(Collected data)
-------------------------
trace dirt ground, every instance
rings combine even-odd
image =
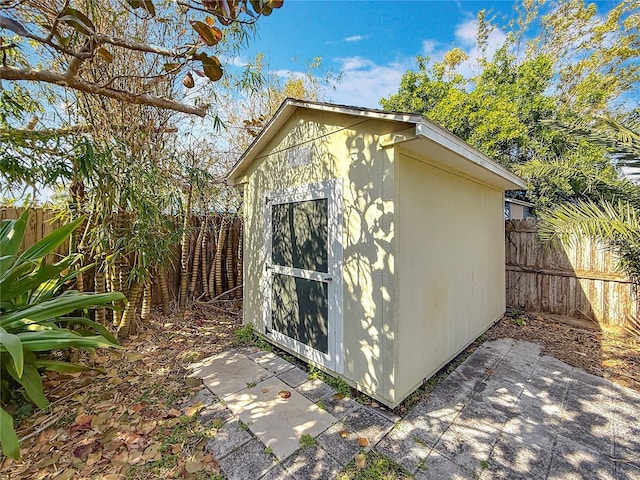
[[[204,451],[215,432],[197,420],[202,405],[181,405],[202,388],[188,378],[188,365],[230,348],[240,326],[239,312],[222,314],[205,305],[181,317],[156,312],[143,333],[123,342],[122,349],[83,354],[80,361],[96,370],[47,373],[51,406],[37,411],[22,405],[13,411],[22,459],[0,459],[0,478],[216,478],[219,465]],[[515,313],[497,322],[396,412],[409,411],[482,342],[501,337],[540,343],[570,365],[640,391],[639,336]]]

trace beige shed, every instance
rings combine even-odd
[[[287,99],[228,181],[244,322],[389,407],[505,311],[524,184],[421,115]]]

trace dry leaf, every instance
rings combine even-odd
[[[153,442],[144,450],[142,459],[146,462],[160,460],[160,458],[162,458],[162,455],[160,453],[161,448],[162,444],[160,442]]]
[[[156,422],[155,420],[144,422],[142,426],[136,430],[136,433],[139,433],[140,435],[148,435],[156,429],[157,425],[158,422]]]
[[[111,457],[111,463],[114,465],[125,465],[129,463],[129,452],[123,449],[121,452],[116,453]]]
[[[101,459],[102,459],[102,452],[98,451],[95,453],[90,453],[89,456],[87,457],[87,467],[91,467],[92,465],[95,465]]]
[[[165,415],[165,418],[166,417],[179,417],[179,416],[180,416],[180,410],[177,410],[175,408],[170,408],[167,411],[167,414]]]
[[[291,396],[291,392],[289,390],[280,390],[278,395],[280,398],[289,398]]]
[[[202,402],[198,402],[195,405],[191,405],[190,407],[187,407],[184,409],[184,414],[187,417],[192,417],[194,416],[196,413],[198,413],[200,410],[202,410],[202,407],[204,407],[204,405],[202,404]]]
[[[188,461],[184,464],[184,469],[189,473],[196,473],[202,470],[204,465],[200,462]]]

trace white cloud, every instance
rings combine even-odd
[[[427,57],[433,56],[442,48],[442,43],[437,40],[423,40],[422,41],[422,55]]]
[[[366,39],[366,36],[363,35],[353,35],[352,37],[347,37],[344,38],[343,41],[345,42],[361,42],[362,40]]]
[[[330,92],[331,101],[358,107],[380,108],[380,98],[396,93],[402,75],[411,67],[412,60],[378,65],[363,57],[335,59],[342,80]]]
[[[476,19],[467,20],[456,27],[455,37],[458,40],[459,48],[467,54],[467,60],[462,62],[458,71],[465,76],[470,76],[478,72],[479,60],[483,52],[477,44],[478,21]],[[504,44],[507,35],[503,30],[496,27],[487,38],[486,51],[484,56],[491,58],[494,53]]]

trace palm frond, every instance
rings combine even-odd
[[[637,210],[629,202],[580,201],[562,204],[542,212],[538,235],[543,242],[560,241],[570,245],[586,236],[605,243],[625,242],[640,246]]]

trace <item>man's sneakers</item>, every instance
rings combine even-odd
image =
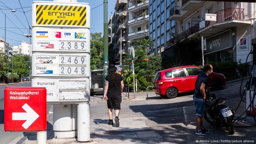
[[[206,133],[209,133],[210,132],[210,130],[209,129],[207,129],[204,128],[204,127],[203,127],[203,128],[201,129],[203,132],[205,132]]]
[[[197,130],[196,132],[196,134],[197,135],[207,135],[208,134],[208,133],[207,133],[202,129],[199,130]]]
[[[118,118],[118,117],[116,117],[115,121],[116,122],[116,126],[119,127],[119,119]]]
[[[114,124],[113,124],[113,120],[109,120],[109,125],[114,125]]]

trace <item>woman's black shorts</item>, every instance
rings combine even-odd
[[[114,110],[121,110],[122,96],[121,95],[108,95],[108,108]]]

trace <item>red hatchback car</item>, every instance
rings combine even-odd
[[[193,91],[197,75],[203,72],[198,67],[186,66],[170,68],[157,72],[154,80],[156,94],[168,98],[175,98],[178,94]],[[213,72],[209,76],[209,86],[220,90],[227,83],[225,76]]]

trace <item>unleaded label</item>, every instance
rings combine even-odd
[[[86,7],[77,6],[37,5],[37,24],[86,25]]]

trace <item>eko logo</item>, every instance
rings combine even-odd
[[[84,33],[75,33],[75,38],[86,39],[86,38],[84,37],[85,35]]]

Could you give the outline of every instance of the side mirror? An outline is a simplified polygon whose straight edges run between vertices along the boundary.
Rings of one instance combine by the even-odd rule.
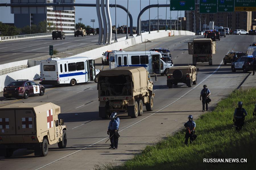
[[[59,125],[64,125],[64,119],[59,119]]]

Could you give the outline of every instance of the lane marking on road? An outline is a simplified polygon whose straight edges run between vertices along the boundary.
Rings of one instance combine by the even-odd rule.
[[[210,75],[208,75],[208,76],[207,76],[207,77],[206,77],[206,78],[205,78],[204,79],[203,79],[203,80],[202,80],[201,82],[200,82],[200,83],[199,83],[197,85],[196,85],[194,87],[193,87],[193,88],[192,88],[192,89],[191,89],[190,90],[189,90],[189,91],[187,92],[186,93],[185,93],[185,94],[184,94],[184,95],[182,95],[180,97],[179,97],[179,98],[178,98],[178,99],[177,99],[177,100],[175,100],[173,102],[172,102],[171,103],[170,103],[170,104],[168,104],[168,105],[167,105],[167,106],[165,106],[165,107],[164,107],[163,108],[162,108],[162,109],[160,109],[160,110],[158,110],[158,111],[156,111],[156,112],[152,114],[151,114],[150,115],[149,115],[149,116],[147,116],[147,117],[145,117],[145,118],[143,118],[143,119],[142,119],[141,120],[140,120],[140,121],[138,121],[137,122],[136,122],[136,123],[133,123],[133,124],[132,125],[130,125],[130,126],[128,126],[128,127],[126,127],[124,129],[123,129],[121,130],[121,131],[119,131],[119,132],[121,132],[121,131],[124,131],[124,130],[126,130],[126,129],[128,129],[128,128],[129,128],[129,127],[131,127],[132,126],[133,126],[133,125],[136,125],[136,124],[137,124],[137,123],[139,123],[139,122],[141,122],[141,121],[143,121],[143,120],[144,120],[146,119],[147,118],[148,118],[148,117],[149,117],[151,116],[154,115],[154,114],[156,114],[156,113],[158,113],[158,112],[160,112],[160,111],[161,111],[161,110],[163,110],[163,109],[164,109],[165,108],[167,108],[167,107],[168,107],[168,106],[170,106],[170,105],[171,105],[171,104],[173,104],[174,103],[176,102],[177,102],[177,101],[178,100],[179,100],[181,98],[182,98],[182,97],[183,97],[185,95],[186,95],[188,93],[189,93],[191,91],[192,91],[192,90],[193,90],[195,89],[199,85],[201,85],[201,84],[202,84],[204,81],[205,80],[206,80],[207,79],[208,79],[208,78],[209,77],[210,77],[212,75],[212,74],[214,74],[215,73],[216,73],[216,72],[217,72],[217,71],[218,71],[218,70],[219,70],[219,69],[220,69],[220,66],[221,66],[221,65],[223,63],[223,60],[222,60],[221,61],[221,62],[220,63],[220,64],[219,64],[219,66],[218,66],[218,67],[216,69],[216,70],[215,70],[215,71],[214,71],[214,72],[213,72],[212,73],[210,74]],[[46,167],[46,166],[48,166],[48,165],[51,165],[51,164],[52,164],[53,163],[55,163],[55,162],[57,162],[57,161],[59,161],[59,160],[61,160],[61,159],[64,159],[64,158],[67,158],[67,157],[68,157],[68,156],[71,156],[71,155],[73,155],[73,154],[76,154],[76,153],[78,152],[80,152],[80,151],[82,151],[82,150],[84,150],[85,149],[86,149],[86,148],[89,148],[89,147],[90,147],[91,146],[93,146],[93,145],[95,145],[95,144],[97,144],[97,143],[100,143],[100,142],[101,142],[102,141],[103,141],[103,140],[105,140],[105,139],[107,139],[109,137],[106,137],[106,138],[103,138],[103,139],[101,139],[101,140],[99,140],[99,141],[98,141],[98,142],[95,142],[95,143],[93,143],[93,144],[91,144],[91,145],[89,145],[89,146],[86,146],[86,147],[84,147],[84,148],[82,148],[82,149],[80,149],[80,150],[77,150],[77,151],[75,151],[75,152],[73,152],[73,153],[71,153],[71,154],[68,154],[68,155],[66,155],[66,156],[63,156],[63,157],[61,157],[61,158],[59,158],[58,159],[56,159],[56,160],[55,160],[55,161],[52,161],[52,162],[50,162],[50,163],[48,163],[48,164],[46,164],[46,165],[43,165],[43,166],[41,166],[41,167],[39,167],[39,168],[37,168],[37,169],[35,169],[35,170],[39,170],[39,169],[42,169],[42,168],[44,168],[44,167]]]

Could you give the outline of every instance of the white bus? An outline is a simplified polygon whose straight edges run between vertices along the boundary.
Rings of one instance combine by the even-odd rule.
-------------------------
> [Problem description]:
Reproduce the listing above without changes, starting at the line containing "trace <item>red hatchback" and ending at the line containing "[[[59,125],[64,125],[64,119],[59,119]]]", with both of those lines included. Omit the pictures from your reply.

> [Finished task]:
trace <item>red hatchback car</item>, every instance
rings combine even-odd
[[[193,91],[197,75],[203,72],[198,67],[186,66],[170,68],[157,72],[154,80],[156,94],[168,98],[175,98],[178,94]],[[213,72],[209,76],[209,86],[220,90],[227,83],[225,76]]]

trace <item>unleaded label</item>, every instance
rings combine even-odd
[[[86,7],[77,6],[37,5],[37,24],[86,25]]]

trace <item>eko logo</item>, every instance
rings combine even-odd
[[[84,33],[75,33],[75,38],[86,39],[86,38],[84,37],[85,35]]]

Could you give the outline of every instance of the side mirror? An outline is a simplified polygon whose straight edges run between vertices along the boundary.
Rings of one instance combine by the even-odd rule.
[[[59,125],[64,125],[64,119],[59,119]]]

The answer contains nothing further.